### SHORT PROBLEM A:
According to the article on the Mississippi Blues Trail, who created the trail, and in what year?
### SHORT PROBLEM B:
Reproduce the Mississippi Blues Trail article word for word from "The trail was" to "worth checking out.".

### DOCUMENT SEGMENT:
——————

The Mississippi Blues Trail – A Historic Trek Amongst the Legends

Blues is a genre full of rich history, culture, and good ol’ fashioned heart and soul.  And what better way to appreciate the music than to put yourself in the shoes of the blues greats? If you’re gearing up for a trip to Mississippi – or in search of your next great road trip — add the Mississippi Blues Trail to your list. Think of it like a scavenger hunt for music lovers, one that will open your eyes to the sights and sounds that shaped musicians such as BB King, Robert Johnson, and Muddy Waters.

About The Mississippi Blues Trail

A welcome to Mississippi sign

While the name may be misleading, this trail isn’t one you can stroll down! It spans across the state of Mississippi from the Gulf Coast north up several highways (including Highway 61, known as the “Blues Highway”), and even some out-of-state locations.

The trail was created in 2006 by the Mississippi Blues Commission, working with blues scholars and historians to designate locations throughout the state and beyond that either played a part in the history of the genre, or that represent a specific artist. As of now there are almost 200 markers, but don’t worry: it’s self-guided and with no set flow, so visitors can pick and choose which landmarks to include in their journey, from city streets to cotton fields, train depots to cemeteries, and many other stops worth checking out.

So, What are the Best Stops on the Blues Trail?

The trail markers all signify a part of blues history, but some are certainly more exciting than others. If you’re only hitting a few stops, here are some of the highlights:

  • Coast Region (Biloxi, Gulfport, Hattiesburg)

——————

### DATA:
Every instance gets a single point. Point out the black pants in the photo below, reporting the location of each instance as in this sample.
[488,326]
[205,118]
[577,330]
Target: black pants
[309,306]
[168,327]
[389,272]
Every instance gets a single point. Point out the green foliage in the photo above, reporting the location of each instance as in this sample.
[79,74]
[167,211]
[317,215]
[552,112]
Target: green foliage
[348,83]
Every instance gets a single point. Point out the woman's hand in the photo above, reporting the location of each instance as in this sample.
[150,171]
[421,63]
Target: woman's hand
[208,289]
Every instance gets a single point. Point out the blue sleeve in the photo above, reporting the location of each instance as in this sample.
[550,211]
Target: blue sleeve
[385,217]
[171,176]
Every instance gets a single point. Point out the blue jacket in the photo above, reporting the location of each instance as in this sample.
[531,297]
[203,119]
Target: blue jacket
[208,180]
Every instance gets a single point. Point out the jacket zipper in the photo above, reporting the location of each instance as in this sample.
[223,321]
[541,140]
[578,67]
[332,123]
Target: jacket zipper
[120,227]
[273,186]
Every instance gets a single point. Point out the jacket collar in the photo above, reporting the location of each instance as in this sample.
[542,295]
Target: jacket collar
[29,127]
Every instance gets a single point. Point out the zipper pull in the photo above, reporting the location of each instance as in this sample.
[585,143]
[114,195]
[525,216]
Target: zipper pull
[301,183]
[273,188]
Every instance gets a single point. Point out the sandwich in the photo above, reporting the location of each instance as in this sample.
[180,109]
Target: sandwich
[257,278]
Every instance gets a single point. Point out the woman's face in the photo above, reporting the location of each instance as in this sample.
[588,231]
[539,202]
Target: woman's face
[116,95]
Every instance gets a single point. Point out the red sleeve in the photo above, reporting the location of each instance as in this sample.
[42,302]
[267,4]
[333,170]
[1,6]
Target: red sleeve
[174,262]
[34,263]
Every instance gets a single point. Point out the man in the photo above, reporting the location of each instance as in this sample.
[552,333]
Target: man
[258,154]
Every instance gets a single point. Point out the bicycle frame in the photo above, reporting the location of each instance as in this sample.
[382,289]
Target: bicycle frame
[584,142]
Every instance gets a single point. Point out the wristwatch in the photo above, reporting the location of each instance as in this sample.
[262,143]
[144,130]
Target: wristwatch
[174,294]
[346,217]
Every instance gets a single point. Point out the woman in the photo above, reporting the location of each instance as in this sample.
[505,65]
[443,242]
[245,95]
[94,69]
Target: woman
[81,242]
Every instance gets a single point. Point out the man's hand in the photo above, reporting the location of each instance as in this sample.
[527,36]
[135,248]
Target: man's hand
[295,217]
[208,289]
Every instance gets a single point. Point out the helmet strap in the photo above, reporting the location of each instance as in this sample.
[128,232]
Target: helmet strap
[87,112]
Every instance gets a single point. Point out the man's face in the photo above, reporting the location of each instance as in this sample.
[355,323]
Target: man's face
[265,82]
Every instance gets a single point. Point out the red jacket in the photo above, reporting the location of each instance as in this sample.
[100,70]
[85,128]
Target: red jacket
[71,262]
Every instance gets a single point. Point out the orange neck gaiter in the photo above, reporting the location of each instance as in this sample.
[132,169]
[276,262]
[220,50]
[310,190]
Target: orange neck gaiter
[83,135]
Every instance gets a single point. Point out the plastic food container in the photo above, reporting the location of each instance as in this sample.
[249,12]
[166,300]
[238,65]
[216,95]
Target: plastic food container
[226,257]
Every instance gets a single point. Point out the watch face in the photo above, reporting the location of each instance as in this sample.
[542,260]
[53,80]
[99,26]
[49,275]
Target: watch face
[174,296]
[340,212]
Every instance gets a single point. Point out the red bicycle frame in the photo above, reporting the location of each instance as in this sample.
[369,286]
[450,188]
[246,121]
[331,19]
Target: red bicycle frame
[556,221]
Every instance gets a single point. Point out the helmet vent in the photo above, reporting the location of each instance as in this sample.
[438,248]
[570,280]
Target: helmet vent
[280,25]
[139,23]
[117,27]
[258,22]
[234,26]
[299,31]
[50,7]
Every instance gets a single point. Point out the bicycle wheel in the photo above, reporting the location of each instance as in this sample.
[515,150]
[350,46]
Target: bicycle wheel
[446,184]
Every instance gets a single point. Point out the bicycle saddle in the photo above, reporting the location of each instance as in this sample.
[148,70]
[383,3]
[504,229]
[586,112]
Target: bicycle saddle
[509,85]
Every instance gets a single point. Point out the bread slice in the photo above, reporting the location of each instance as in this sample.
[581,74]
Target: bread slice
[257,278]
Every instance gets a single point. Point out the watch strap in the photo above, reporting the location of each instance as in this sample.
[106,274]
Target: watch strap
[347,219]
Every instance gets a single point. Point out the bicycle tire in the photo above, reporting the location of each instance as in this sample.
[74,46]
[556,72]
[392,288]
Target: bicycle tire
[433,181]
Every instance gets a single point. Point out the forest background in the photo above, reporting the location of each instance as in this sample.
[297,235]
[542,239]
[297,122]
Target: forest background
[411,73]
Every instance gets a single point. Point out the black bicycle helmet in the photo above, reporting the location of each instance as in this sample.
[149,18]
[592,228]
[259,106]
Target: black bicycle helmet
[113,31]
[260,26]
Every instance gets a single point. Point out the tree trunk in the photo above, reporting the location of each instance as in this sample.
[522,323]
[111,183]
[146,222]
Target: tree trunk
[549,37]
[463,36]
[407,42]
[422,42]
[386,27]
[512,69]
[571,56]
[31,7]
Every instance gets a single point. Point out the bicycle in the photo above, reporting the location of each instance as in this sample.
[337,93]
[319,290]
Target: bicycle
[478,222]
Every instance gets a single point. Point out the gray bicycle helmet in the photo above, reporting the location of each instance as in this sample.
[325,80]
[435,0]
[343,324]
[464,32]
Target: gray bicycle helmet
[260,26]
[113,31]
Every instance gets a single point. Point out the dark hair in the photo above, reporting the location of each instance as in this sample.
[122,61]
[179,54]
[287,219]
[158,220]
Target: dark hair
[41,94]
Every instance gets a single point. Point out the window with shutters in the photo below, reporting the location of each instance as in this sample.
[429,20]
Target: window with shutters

——————

### FULL SOLUTION A:
The Mississippi Blues Commission created it in 2006.

### FULL SOLUTION B:
The trail was created in 2006 by the Mississippi Blues Commission, working with blues scholars and historians to designate locations throughout the state and beyond that either played a part in the history of the genre, or that represent a specific artist. As of now there are almost 200 markers, but don’t worry: it’s self-guided and with no set flow, so visitors can pick and choose which landmarks to include in their journey, from city streets to cotton fields, train depots to cemeteries, and many other stops worth checking out.